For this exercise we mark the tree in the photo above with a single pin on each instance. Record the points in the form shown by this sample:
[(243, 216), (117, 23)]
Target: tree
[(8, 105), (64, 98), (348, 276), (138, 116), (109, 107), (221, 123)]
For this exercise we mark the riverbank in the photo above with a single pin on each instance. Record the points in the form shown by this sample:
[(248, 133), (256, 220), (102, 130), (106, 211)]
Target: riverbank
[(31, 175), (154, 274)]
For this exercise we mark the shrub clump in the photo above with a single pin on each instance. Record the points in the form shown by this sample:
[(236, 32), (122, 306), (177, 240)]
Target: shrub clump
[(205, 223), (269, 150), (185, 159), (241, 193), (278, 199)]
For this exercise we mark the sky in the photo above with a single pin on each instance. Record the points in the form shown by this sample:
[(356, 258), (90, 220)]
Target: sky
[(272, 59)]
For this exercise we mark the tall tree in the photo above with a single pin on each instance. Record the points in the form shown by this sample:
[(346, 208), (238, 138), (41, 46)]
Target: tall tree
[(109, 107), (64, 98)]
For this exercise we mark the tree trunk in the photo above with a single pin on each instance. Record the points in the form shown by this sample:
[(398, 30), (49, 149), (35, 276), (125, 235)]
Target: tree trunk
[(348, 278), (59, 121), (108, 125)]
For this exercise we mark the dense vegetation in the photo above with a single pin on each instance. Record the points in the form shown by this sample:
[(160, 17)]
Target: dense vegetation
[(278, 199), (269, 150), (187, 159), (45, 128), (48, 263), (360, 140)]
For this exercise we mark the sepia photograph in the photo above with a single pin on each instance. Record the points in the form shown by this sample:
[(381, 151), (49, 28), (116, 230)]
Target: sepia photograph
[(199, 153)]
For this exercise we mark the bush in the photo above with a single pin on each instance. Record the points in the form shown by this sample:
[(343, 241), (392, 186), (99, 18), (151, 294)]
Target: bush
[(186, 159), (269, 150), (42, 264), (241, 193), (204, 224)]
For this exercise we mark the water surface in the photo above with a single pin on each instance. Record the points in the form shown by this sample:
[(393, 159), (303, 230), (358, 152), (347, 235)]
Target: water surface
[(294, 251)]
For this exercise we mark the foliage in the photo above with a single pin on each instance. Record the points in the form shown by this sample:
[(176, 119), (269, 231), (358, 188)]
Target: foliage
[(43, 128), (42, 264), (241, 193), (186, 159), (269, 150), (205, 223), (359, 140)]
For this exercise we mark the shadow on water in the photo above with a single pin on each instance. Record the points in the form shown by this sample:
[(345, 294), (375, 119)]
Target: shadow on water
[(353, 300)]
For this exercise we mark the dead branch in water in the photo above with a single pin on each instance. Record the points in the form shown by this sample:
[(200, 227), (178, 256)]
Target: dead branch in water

════

INSTRUCTIONS FOR THE TASK> Rewrite every entry above with "marker" in place of "pin" each time it appears. Leave everything else unchanged.

SOLUTION TO THIS PROBLEM>
For this exercise we mark the tree in the photo above with a single marker on each instance. Record the points in the form shown by this sample:
[(243, 216), (117, 23)]
Target: tree
[(8, 105), (64, 98), (348, 276), (138, 116), (109, 107), (221, 123)]
For this exercise we mark the riverbank in the photo above with a single marker on each instance. Record the points in the form shown by this sample:
[(248, 133), (256, 220), (102, 130), (106, 211)]
Target: riverbank
[(31, 175), (154, 274)]
For this exercise we mark the shrub clump in the photo above with a single marker on each instance. Record the points in the form shown by this sample:
[(236, 32), (122, 306), (177, 240)]
Target: shrub clump
[(205, 223), (269, 150), (185, 159), (241, 193), (278, 199)]
For this exercise we mark the sky in the photo above with a single marker on each instance. Record the points in the form shown by this sample:
[(356, 258), (90, 220)]
Target: sky
[(272, 59)]
For this exercise we mark the tall tree in the photo above with a single marker on each instance. Record the points in the form shown by this sample:
[(346, 208), (238, 138), (41, 46)]
Target: tall tree
[(109, 107), (64, 98)]
For this exercise we mark the tree trunk in the photo above with a single marker on each instance. Record the points in the form shown by this sample:
[(398, 30), (49, 149), (35, 276), (125, 235)]
Target: tree trunk
[(348, 278), (59, 121), (108, 125)]
For this exercise we mark the dense vegetation in the photo above with a single marker on each instance. Record the points in the form shown by this sample:
[(160, 17)]
Target: dense vegetation
[(278, 199), (269, 150), (187, 159), (45, 128), (48, 263), (360, 140)]
For this exercise we mark the sepia photograph in the photo above with a single marker on each instance. Record the points in the form shown by this sample:
[(381, 151), (49, 28), (116, 230)]
Target: sepia photograph
[(199, 153)]
For this exercise we mark the bush in the photo above with a single marker on each instance. Record the points in the form shown by this sample:
[(343, 241), (392, 186), (99, 18), (151, 294)]
Target: bush
[(186, 159), (269, 150), (42, 264), (241, 193), (204, 224)]
For this exercise we mark the water surface in the photo above with a single marker on each instance. Record the points in the form shown by this sample:
[(393, 159), (303, 230), (358, 152), (347, 235)]
Target: water surface
[(294, 251)]
For this exercise we mark the foliage in the photo above with a single marker on each instance. Record the points in the form shown by this sample:
[(176, 119), (269, 231), (358, 188)]
Target: foliage
[(43, 128), (42, 264), (241, 193), (186, 159), (269, 150), (205, 223), (359, 140)]
For this exercise we mark the shadow on water in the photo above with a single marker on each instance. Record the points in the form shown by this sample:
[(345, 294), (375, 119)]
Target: shadow on water
[(353, 300)]
For this exercise we mark the dead branch in water in the photo above with a single marker on each instance. Record the points in the form shown by this sample:
[(200, 227), (178, 256)]
Target: dead branch in water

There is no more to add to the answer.